WHAT IS EXPECTED: Reproduce the stretch of the COVID-19 vaccine article from "Lastly, but very" through "of challenges altogether.", word for word.

DOCUMENT PASSAGE:
=====

Writing in the Perspective article, the authors say trials for multiple candidate vaccines can happen in parallel and produce critically important data regarding safety and efficacy. This will in turn—hopefully—lead to rapid turnaround times for the licensing and distribution of selected vaccines. Safety is obviously key, as vaccines can trigger dangerous allergic reactions or even make future infections more severe. Experiments on nonhuman animals could help in this regard, according to the authors.
To harmonise multiple lines of vaccine development, the authors say research teams should share data, achieve consensus on what constitutes an effective vaccine, employ standardised lab equipment, adopt common design architectures for clinical trials, and all work with the NIH’s Data Safety and Monitoring Board for oversight.
To help coordinate all this, the authors point to a newly launched program called Accelerating COVID-19 Therapeutic Interventions and Vaccines, or ACTIV, which was spearheaded by the NIH. This collaborative program will work with government institutions, academia, industry, and philanthropic individuals and organisations, helping to make sure they’re on the same page about trial designs, data sharing, and so on. ACTIV has already partnered with the U.S. Food and Drug Administration, Centres for Disease Control and Prevention, the World Health Organisation, and Biomedical Advanced Research and Development Authority, among many other public and private organisations.
Importantly, the new Perspective addresses the possibility of deploying challenge trials, in which young, healthy volunteers are administered promising vaccines and then intentionally exposed to SARS-CoV-2. A Policy Forum article published last week in Science gave tentative approval for such trials, with some reservations and conditions. Likewise, the authors of the new Perspective consider this possibility, but they’re also hesitant, as they explain:
…this approach has shortcomings with respect to pathophysiology and safety. Although the risk of severe disease or death in young healthy individuals from COVID-19 is quite low, it is not zero, and we do not yet have proven effective therapies for COVID-19 to rescue volunteers with complications from such a challenge. It is likely that a SARS-CoV-2 challenge strain will, by design, cause mild illness in most volunteers and thus may not [replicate] the pulmonary pathophysiology seen in some patients. Moreover, partial efficacy in young healthy adults does not predict similar effectiveness among older adults with major cofactors associated with COVID-19 disease, nor would it prove reduction of transmissibility to major susceptibility groups. Whether such experiments may be worthy of pursuit or would have a beneficial impact on timelines for vaccine development needs careful consideration evaluation by an independent panel of ethicists, clinical trialists, and experts on vaccine development.
Clearly, using intentional infections to test vaccines is something that needs to be figured out, but it won’t be easy, given the differing opinions on the matter.
Lastly, but very importantly, there’s the manufacturing side of the vaccine equation to consider. Inventing and testing multiple covid-19 vaccines is obviously a huge hurdle, but mass production and distribution introduces another set of challenges altogether.
Vaccines are not equal when it comes to development, requiring variable levels of cost, equipment, resources, and time to produce. Scientists don’t yet know the nature of a prospective covid-19 vaccine, but the authors say it’s still important to plan. To that end, they’re calling on the relevant stakeholders (both public and private) to fund the required biomanufacturing infrastructure and proactively identify hurdles to distribution, such as costs, supply chains, and logistics.
The sooner we get a vaccine or a suite of vaccines, the better, but it’s clearly going to take time. Hopefully those with the power to do so will take heed of this coordinated strategy and reach the finish line sooner rather than later.

=====

[Referring expression data]
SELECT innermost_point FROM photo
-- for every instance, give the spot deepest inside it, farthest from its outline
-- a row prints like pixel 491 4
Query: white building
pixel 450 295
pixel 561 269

=====

OUTPUT FOR THIS EXERCISE:
Lastly, but very importantly, there’s the manufacturing side of the vaccine equation to consider. Inventing and testing multiple covid-19 vaccines is obviously a huge hurdle, but mass production and distribution introduces another set of challenges altogether.